GIVEN EXERCISE: Quote each of the records below word for word, keeping every line and coordinate pair unchanged.
══ SUPPLIED MATERIAL ══
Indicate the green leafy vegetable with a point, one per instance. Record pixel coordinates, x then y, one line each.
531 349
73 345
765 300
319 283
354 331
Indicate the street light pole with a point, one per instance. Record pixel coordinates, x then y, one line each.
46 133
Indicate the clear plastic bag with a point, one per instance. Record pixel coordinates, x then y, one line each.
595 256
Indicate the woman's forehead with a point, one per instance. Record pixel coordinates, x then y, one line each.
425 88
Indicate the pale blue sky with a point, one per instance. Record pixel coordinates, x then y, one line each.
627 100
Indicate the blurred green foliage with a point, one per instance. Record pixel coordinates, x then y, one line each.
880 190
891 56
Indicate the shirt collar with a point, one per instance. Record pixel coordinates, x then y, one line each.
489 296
═══
TASK OUTPUT:
Indicate the green leafy vegetable with a point, one per instance. Record pixel coordinates, x then y, one line each.
531 349
73 345
765 300
319 283
354 331
Indicate the street light pole with a point, one per instance. Record pixel coordinates, x then y, one line each.
46 133
Indicate the clear plastic bag with a point, one per instance. Record pixel coordinates, x then y, one line each.
595 256
Indicate the woman's forehead with a point, one per instance. Record pixel coordinates, x then y, one line each.
425 88
Indicate the pale blue sky with a point, one per instance. Record pixel coordinates, x then y, one line each.
627 100
Indicate the blurred green foliage with a point, one per instance. Record pixel coordinates, x then y, one line each.
880 190
891 56
Indicate the shirt collar with a point, one per instance. Record pixel coordinates, x then y, one line each.
489 296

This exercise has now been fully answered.